Brano fornito ::

==*==

I giudici ritengono che la costituzione della rendita vitalizia sia da comprendere fra i diritti potestativi non soggetti a prescrizione sulla scorta di tali considerazioni:

 

a) attualità della situazione legittimante, l’iniziativa per la costituzione della rendita presuppone l’esistenza in vita del lavoratore stesso, salva l’ipotesi dei superstiti con diritto al trattamento di reversibilità, avente un interesse, immediato o futuro, ad avvalersi della posizione assicurativa costituita ex novo o incrementata per effetto della menzionata costituzione;

 

b) effetti solo per il futuro dell’esercizio del diritto, la domanda di costituzione della rendita produce effetti limitatamente alle prestazioni  erogate successivamente al versamento della provvista.

 

   Tale ricostruzione dell’istituto, natura di diritto potestativo non soggetto a termine prescrizionale, non è inficiata, secondo il Collegio, dalla circostanza che “…parte essenziale della fattispecie costitutiva, e cioè la prescrizione dei contributi, si perfeziona una volta per sempre e che da quel momento la facoltà può cominciare ad essere esercitata, la detta prescrizione dei contributi non esaurisce la fattispecie costitutiva, mentre, in relazione alla finalità dell’istituto, effettivo baricentro della situazione legittimante, deve ritenersi piuttosto la rilevanza attuale della condizione del soggetto (potenziale) titolare di una posizione assicurativa da incrementare o da costituire mediante il riscatto dei periodi lavorativi non coperti da contribuzione.”

 

     La Corte a questa argomentazione interna annette, a ulteriore corroborazione, un’argomentazione esterna costituita da un parallelismo fra l’istituto in commento e l’istituto del riscatto, in specie quando questo è utilizzato per ovviare alle carenze contributive di periodi lavorativi (si menzionano l’art. 51  della legge n. 153 del 30 aprile 1969, l’art. 2-octies del d. l. n. 30 del 2 marzo 1974, convertito con modifiche in legge n. 114 del 16 aprile 1974, l’art. 3 del decreto legislativo n. 184 del 30 aprile 1997).

==*==

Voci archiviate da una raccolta

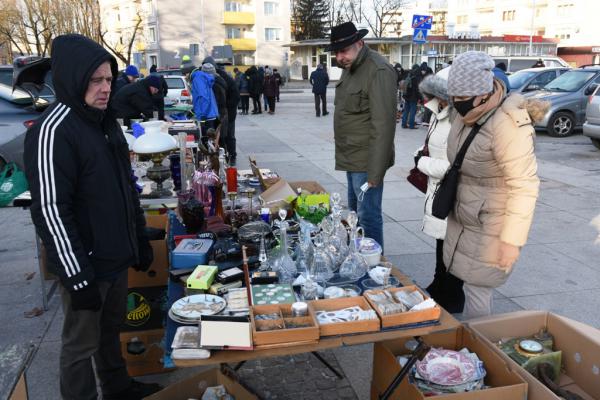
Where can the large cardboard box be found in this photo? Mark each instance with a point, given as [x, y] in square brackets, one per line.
[158, 273]
[188, 388]
[143, 352]
[580, 345]
[505, 384]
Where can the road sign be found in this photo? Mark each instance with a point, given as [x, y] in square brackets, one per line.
[420, 36]
[422, 21]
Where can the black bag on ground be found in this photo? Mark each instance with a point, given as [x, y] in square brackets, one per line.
[445, 193]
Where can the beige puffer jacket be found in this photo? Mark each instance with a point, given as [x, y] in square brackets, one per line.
[496, 195]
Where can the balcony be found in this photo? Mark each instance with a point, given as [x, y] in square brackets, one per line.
[238, 18]
[241, 44]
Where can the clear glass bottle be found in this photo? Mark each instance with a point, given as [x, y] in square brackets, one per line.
[283, 263]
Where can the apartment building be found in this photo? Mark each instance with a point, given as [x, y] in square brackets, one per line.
[255, 29]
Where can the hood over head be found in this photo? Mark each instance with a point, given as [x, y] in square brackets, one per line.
[74, 59]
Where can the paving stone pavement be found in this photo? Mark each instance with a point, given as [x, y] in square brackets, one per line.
[558, 269]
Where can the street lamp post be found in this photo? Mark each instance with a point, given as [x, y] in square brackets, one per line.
[532, 27]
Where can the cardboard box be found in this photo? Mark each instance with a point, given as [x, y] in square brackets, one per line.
[405, 318]
[146, 308]
[505, 384]
[277, 196]
[188, 388]
[286, 335]
[158, 273]
[579, 343]
[143, 352]
[344, 328]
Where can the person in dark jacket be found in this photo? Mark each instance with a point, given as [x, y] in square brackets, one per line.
[270, 88]
[159, 98]
[220, 91]
[130, 75]
[319, 81]
[255, 88]
[232, 100]
[134, 101]
[242, 81]
[86, 211]
[411, 97]
[279, 80]
[426, 71]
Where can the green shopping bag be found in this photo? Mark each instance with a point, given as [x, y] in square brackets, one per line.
[12, 183]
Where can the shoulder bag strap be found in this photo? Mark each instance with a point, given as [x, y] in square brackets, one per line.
[460, 156]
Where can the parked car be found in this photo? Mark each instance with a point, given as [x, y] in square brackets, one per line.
[517, 63]
[568, 97]
[530, 79]
[31, 76]
[179, 90]
[591, 126]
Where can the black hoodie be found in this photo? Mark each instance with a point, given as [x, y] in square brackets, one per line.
[84, 204]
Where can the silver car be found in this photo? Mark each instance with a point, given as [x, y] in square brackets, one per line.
[568, 97]
[591, 127]
[530, 79]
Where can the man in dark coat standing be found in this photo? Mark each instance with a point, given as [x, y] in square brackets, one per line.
[319, 81]
[159, 98]
[134, 101]
[86, 210]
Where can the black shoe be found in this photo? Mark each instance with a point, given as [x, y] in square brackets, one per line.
[136, 391]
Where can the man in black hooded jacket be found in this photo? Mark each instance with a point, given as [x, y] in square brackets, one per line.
[86, 211]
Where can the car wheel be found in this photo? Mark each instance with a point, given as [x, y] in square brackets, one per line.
[561, 125]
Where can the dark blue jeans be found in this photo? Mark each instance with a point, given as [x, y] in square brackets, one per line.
[410, 110]
[369, 212]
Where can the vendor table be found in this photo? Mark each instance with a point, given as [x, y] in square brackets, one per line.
[223, 357]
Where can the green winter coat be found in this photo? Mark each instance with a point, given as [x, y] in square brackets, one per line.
[365, 116]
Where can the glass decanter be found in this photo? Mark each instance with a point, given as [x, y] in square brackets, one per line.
[322, 266]
[283, 263]
[354, 266]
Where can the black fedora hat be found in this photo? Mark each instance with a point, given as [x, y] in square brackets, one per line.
[344, 35]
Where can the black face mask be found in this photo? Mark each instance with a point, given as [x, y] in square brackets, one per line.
[463, 107]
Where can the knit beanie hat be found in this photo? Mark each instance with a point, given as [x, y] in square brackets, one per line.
[153, 81]
[471, 74]
[209, 68]
[132, 70]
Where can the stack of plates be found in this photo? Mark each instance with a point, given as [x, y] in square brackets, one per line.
[188, 310]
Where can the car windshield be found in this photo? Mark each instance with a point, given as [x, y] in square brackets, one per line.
[518, 79]
[570, 81]
[175, 83]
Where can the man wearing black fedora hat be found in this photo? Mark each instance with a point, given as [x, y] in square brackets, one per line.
[364, 123]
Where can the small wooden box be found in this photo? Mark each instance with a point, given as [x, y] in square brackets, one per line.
[285, 335]
[345, 328]
[408, 317]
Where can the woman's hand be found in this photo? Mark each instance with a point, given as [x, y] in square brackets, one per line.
[507, 255]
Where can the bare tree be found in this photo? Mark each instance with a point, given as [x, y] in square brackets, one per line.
[377, 15]
[121, 51]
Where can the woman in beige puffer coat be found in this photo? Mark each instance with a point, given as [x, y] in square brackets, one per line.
[498, 185]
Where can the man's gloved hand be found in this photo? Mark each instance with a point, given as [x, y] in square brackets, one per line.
[146, 256]
[88, 298]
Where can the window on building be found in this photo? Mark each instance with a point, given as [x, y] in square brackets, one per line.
[152, 34]
[232, 6]
[234, 33]
[271, 8]
[565, 10]
[272, 34]
[508, 15]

==*==

Compiti ed esercizi ::
[1] Rispondi in base al brano sulla rendita vitalizia:
(a) Secondo il punto a), l'iniziativa per la costituzione della rendita presuppone l'esistenza in vita di chi?
(b) A quali prestazioni sono limitati gli effetti della domanda di costituzione della rendita?
(c) Con quale istituto la Corte instaura un parallelismo come argomentazione esterna?
[2] Restituisci dal brano sulla rendita vitalizia il passo che comincia con "a) attualità della" e prosegue fino a "versamento della provvista.".
Per rispondere basati esclusivamente sul brano sulla rendita vitalizia.

Risultati per compito ::
[1]
(a) Del lavoratore stesso, salva l'ipotesi dei superstiti con diritto al trattamento di reversibilità.
(b) Alle prestazioni erogate successivamente al versamento della provvista.
(c) Con l'istituto del riscatto.

[2]
a) attualità della situazione legittimante, l’iniziativa per la costituzione della rendita presuppone l’esistenza in vita del lavoratore stesso, salva l’ipotesi dei superstiti con diritto al trattamento di reversibilità, avente un interesse, immediato o futuro, ad avvalersi della posizione assicurativa costituita ex novo o incrementata per effetto della menzionata costituzione;

 

b) effetti solo per il futuro dell’esercizio del diritto, la domanda di costituzione della rendita produce effetti limitatamente alle prestazioni  erogate successivamente al versamento della provvista.